* TASK STATEMENT
Please pull out each line of the material below that contains the word "black". Case counts, so only lines with that exact capitalization qualify.

>> BEGIN MATERIAL SUPPLIED

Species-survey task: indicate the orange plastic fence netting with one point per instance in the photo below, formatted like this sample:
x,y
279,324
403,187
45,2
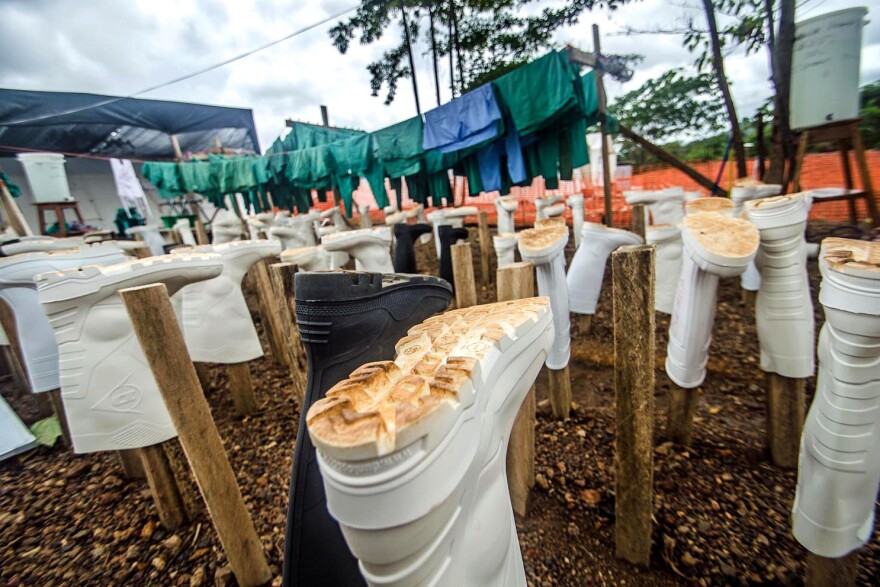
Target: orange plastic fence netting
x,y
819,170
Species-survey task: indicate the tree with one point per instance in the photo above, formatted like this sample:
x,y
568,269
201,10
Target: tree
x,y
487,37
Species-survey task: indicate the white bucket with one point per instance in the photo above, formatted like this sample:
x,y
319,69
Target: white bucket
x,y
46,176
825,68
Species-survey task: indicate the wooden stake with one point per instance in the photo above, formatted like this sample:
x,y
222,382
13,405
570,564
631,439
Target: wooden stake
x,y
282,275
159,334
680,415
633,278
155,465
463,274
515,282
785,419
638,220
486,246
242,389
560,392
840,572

>> END MATERIAL SUPPLIED
>> BEGIN MATERIAL SUPPLIED

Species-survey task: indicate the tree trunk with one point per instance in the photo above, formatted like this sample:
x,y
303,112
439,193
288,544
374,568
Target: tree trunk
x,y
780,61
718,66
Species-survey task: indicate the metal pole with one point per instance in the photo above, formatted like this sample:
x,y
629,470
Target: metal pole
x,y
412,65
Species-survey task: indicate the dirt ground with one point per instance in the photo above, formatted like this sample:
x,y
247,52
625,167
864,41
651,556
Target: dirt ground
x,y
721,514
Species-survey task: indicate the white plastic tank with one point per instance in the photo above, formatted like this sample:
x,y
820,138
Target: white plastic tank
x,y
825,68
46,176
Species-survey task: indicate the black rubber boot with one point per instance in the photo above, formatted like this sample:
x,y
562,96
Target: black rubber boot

>> END MATERIAL SUPPLIED
>> BEGIN MATERIAL SUPPLIED

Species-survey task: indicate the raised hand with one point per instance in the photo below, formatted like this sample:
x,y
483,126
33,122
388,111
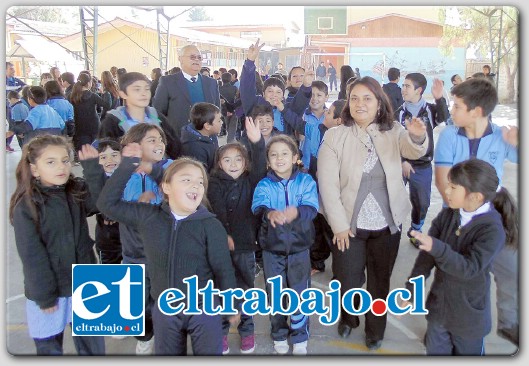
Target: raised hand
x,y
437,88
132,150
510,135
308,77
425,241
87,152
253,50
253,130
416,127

>> END MATERIAL SUPPLIED

* ANSWER TO THIS EXERCISE
Species-survey task: indicate the black rubber boot with one point per instance in the photo above, formatted like this sample:
Target: black rubber boot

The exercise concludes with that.